Page extract:

— BEGIN —

For modeling I used 3D Max 9. I worked on the character first. I started every element from a primitive object - usually a cylinder or a plane - and shaped it into a final form while keeping geometry simple. You can see the unsubdivided geometry in Fig.02.
After I finished modeling the character, I created a simple bones rig (Fig.03). Since this character was not intended for animation, I didn`t spent much time on skinning. Instead, I adjusted any errors in the mesh that occurred after posing, with standard modeling tools.
Next, I modeled the tree stump. Again, I kept the geometry simple as I knew I would be adding detail later in ZBrush. I adjusted the pose of the character to better follow the curvature of the tree. To populate the ground around the tree, I modeled several types of plants (Fig.04). The grass patch (marked with letter A in Fig.04) was scattered around using a particle system. The same was done with the small plant (marked with B) to create moss growing on the tree stump. Using Particle Flow to grow foliage is a fast and easy to control method. The rest of the plants were instanced and placed by hand.
I used ZBrush to add detail to the tree and the coat. In Fig.05 you can see the alphas I used to sculpt the tree. First I used the simple brush to do a basic shape of the roots and then I just stamped the details of the bark and ground all over. On the coat I added a few wrinkles on the back and around the sleeves.

— END —

Prompt A: List every figure number cited in the page extract about modeling a character and tree stump, giving each one once.

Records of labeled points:

— BEGIN —

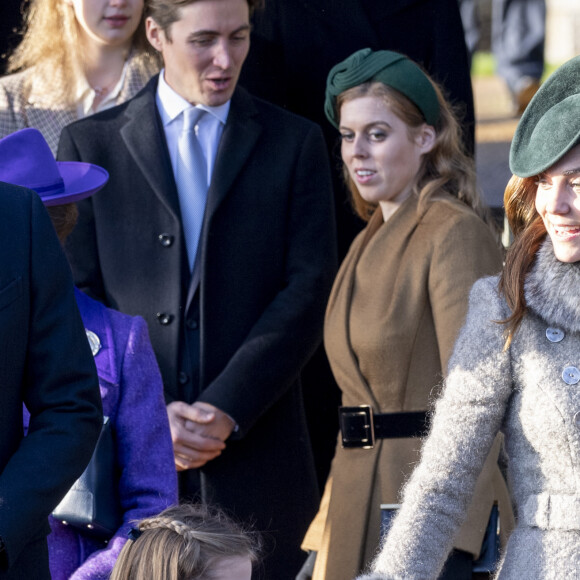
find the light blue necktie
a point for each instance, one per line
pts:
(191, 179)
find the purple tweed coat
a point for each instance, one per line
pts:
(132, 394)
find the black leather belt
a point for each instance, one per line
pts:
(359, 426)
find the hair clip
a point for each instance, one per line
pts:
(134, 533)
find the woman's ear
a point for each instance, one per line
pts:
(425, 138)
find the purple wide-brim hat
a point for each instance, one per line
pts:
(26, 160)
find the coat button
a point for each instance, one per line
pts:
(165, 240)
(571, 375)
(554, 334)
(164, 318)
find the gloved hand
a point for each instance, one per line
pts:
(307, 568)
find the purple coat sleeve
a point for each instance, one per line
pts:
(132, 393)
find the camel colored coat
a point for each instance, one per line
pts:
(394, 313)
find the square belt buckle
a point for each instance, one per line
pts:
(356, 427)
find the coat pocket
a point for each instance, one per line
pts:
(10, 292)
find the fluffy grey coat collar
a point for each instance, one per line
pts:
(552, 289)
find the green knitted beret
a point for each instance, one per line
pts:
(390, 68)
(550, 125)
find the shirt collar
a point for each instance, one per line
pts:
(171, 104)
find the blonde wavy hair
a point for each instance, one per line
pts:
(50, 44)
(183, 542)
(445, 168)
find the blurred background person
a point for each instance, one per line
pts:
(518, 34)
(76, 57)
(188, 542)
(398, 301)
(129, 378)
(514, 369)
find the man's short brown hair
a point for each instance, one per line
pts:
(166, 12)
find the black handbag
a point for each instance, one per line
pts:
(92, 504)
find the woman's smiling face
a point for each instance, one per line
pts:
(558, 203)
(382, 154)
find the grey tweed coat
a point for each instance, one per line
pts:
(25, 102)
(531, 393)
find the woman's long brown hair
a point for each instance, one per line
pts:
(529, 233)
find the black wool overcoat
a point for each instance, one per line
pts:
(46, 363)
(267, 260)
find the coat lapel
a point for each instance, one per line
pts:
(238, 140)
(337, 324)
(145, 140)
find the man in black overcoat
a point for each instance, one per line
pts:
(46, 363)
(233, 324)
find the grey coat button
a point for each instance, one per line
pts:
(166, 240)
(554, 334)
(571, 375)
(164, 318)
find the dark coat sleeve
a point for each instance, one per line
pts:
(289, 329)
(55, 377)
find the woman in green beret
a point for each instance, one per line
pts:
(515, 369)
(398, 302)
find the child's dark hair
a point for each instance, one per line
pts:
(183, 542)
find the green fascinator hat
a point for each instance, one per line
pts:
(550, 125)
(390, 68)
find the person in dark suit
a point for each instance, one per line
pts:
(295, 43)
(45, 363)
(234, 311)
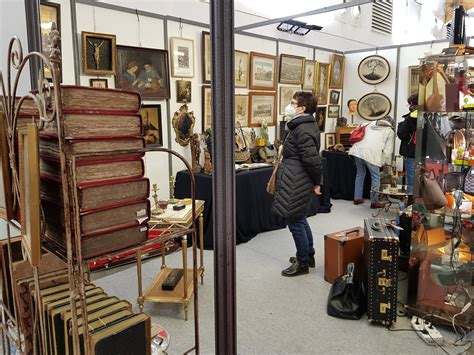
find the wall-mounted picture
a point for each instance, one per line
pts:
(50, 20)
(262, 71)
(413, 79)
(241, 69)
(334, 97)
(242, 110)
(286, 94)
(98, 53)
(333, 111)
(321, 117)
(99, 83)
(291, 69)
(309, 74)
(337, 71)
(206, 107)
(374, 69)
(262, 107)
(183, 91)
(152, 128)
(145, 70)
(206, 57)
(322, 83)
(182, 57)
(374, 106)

— END —

Prompt B: Arrange the lines of the records from the one containing "find the person in dark suit" through the end of the records, inclusive, as a JSON list of strings with one string per line. Skip blank lines and leave the pictures out.

Exercise output A: Fig.02, Fig.03, Fig.04, Fig.05

Exercise output B:
[
  "find the person in dark suit",
  "a point for each instance, one per line",
  "pts:",
  "(295, 43)",
  "(45, 363)",
  "(234, 311)",
  "find the wall-mounted picture",
  "a point for each instance, one per line",
  "pts:",
  "(50, 20)",
  "(262, 71)",
  "(413, 79)",
  "(241, 69)",
  "(334, 97)",
  "(242, 110)",
  "(286, 94)",
  "(98, 53)",
  "(333, 111)",
  "(321, 117)",
  "(99, 83)",
  "(291, 69)",
  "(309, 74)",
  "(337, 71)",
  "(206, 107)",
  "(374, 69)",
  "(262, 107)",
  "(183, 91)",
  "(152, 128)",
  "(145, 70)",
  "(206, 57)",
  "(322, 83)",
  "(182, 57)",
  "(374, 106)"
]